__WHAT IS REQUIRED__.
Every line below is to be quoted exactly, with nothing added or dropped.

== SUPPLIED RECORDS

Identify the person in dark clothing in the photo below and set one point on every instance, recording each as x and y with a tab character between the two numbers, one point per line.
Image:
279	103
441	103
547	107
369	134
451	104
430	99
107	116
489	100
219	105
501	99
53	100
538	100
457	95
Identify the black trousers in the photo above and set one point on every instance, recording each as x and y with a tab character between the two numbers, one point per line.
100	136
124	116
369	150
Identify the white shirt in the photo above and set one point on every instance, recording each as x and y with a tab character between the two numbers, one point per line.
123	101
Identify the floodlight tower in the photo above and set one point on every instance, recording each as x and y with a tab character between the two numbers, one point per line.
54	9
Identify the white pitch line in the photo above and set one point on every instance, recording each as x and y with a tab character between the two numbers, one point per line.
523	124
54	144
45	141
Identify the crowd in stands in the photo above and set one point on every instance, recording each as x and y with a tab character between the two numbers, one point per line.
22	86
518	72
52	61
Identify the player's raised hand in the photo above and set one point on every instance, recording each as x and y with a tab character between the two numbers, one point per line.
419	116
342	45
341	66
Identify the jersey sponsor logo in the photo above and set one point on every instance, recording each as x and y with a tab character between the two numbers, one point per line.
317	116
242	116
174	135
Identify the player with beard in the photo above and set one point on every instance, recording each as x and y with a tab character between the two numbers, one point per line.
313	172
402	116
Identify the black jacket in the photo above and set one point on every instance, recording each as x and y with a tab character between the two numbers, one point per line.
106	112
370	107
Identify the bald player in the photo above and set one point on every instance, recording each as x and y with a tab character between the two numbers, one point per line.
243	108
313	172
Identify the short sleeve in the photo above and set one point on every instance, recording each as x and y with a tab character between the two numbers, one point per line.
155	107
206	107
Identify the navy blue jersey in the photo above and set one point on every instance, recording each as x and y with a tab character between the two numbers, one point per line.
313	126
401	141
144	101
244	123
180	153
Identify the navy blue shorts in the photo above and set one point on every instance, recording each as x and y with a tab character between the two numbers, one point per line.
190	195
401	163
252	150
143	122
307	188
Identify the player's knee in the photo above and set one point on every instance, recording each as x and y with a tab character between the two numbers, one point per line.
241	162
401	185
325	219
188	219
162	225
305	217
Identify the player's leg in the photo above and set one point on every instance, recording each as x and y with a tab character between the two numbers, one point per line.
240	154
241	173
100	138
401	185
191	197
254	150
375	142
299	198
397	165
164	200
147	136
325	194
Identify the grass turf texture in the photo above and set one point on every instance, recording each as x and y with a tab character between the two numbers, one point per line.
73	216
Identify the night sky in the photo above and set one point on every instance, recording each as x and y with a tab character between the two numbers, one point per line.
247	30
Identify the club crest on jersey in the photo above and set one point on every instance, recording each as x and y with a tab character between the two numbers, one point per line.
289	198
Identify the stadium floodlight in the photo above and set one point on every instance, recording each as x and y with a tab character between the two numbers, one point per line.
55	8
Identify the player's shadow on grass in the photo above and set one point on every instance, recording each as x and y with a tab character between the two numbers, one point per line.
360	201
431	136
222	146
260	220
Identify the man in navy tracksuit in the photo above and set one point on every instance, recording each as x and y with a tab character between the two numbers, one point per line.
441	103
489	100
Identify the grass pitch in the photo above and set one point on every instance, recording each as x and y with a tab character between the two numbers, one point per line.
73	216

====

__EXPECTED OUTPUT__.
Identify the person in dark clothing in the photo below and set one point on every instance, recording each as x and y with a tab character between the two numbers, one point per line.
Image:
279	103
441	103
547	107
369	134
451	104
430	99
107	116
489	100
219	105
501	99
53	100
538	100
457	95
Identify the black trousers in the photo above and set one point on every instance, recording each as x and y with a tab character between the two numbers, one point per line.
100	136
124	116
369	150
Identify the white shirt in the photo above and set one point on every instance, recording each as x and y with a tab character between the two numbers, one point per line.
123	101
Identify the floodlight tower in the photo above and set one point on every instance, recording each as x and y with a tab character between the two numbers, one point per line.
54	9
Identify the white pitch line in the photo above and set one point on every instance, recording each as x and y with a tab character between the two numbers, one point per line.
523	124
54	144
45	141
Identify the crowd in stands in the photo above and set one point on every instance, recording each as x and y with a tab character between the two numbers, one point per line.
22	86
518	72
52	61
Identify the player's raised hand in the photo above and set one point on every instance, recording each as x and y with a tab character between the two numbers, one point per line.
419	116
342	45
341	66
Identify the jersey sponsor logo in the photo above and set one point on every instance, recording each as x and y with a tab character between the two numbers, one point per line.
317	116
242	116
174	135
Identify the player with beard in the photo above and set one point on every instance, recording each as x and y with a tab character between the two numbers, one point per line.
313	172
402	116
Identify the black jacket in the photo above and set one point on every instance, recording each as x and y with a tab character between the two numbers, one point per line.
106	112
370	107
Identify the bald player in the photo above and set one point on every instance, recording each as x and y with a tab character between the two numbers, one point per line.
243	108
313	172
Identify the short sleeve in the photo above and set one point on every instance, recording each as x and y with a tab character between the two numbers, one point per line.
155	107
206	107
Identify the navy blue jersey in the photo above and set one point on every instance, recording each as x and y with a tab character between the two numbers, one point per line.
313	126
401	141
144	101
244	123
180	153
Identify the navy blue shorts in the photo above and set one point on every instance, recording each as x and y with a tab character between the two numbers, one point per line.
190	195
401	163
252	150
143	122
307	188
Identify the player's knee in the photo above and set one point on every instance, recording each as x and y with a tab character between the two numbers, one point per line.
241	162
401	185
325	219
188	219
162	225
305	217
Identify the player's leg in the photo above and set one point on every instance, recording each as x and y with a tab character between the two numbers, one point per line.
240	154
241	173
100	138
401	185
191	197
254	150
375	142
299	198
397	165
164	200
147	136
325	194
Identify the grass turf texture in the photo above and set one point on every instance, recording each as x and y with a tab character between the two numbers, one point per line.
73	216
Identify the night sky in the photo above and set one point on every instance, recording each as x and y with a tab character between the two numbers, one point per line.
247	30
Identify the club crest on jersey in the photo above and set one point on every instance, recording each as x and y with a tab character between the two numbers, one point per line.
289	198
Identify the stadium floodlight in the photo above and set one point on every instance, recording each as x and y with a tab character between the two numbers, one point per line.
55	8
Identify the player's shadow on grass in the photo above and set one point on every instance, recording each as x and y with a tab character between the two numbers, one point per line.
360	201
431	136
222	146
260	220
Identify the man in navy tracksuit in the photo above and set one point on every instance, recording each as x and y with a tab character between the two numbers, one point per line.
441	103
489	100
Identify the grass pitch in the photo above and set one point on every instance, recording each as x and y with a tab character between the two numbers, one point per line.
73	216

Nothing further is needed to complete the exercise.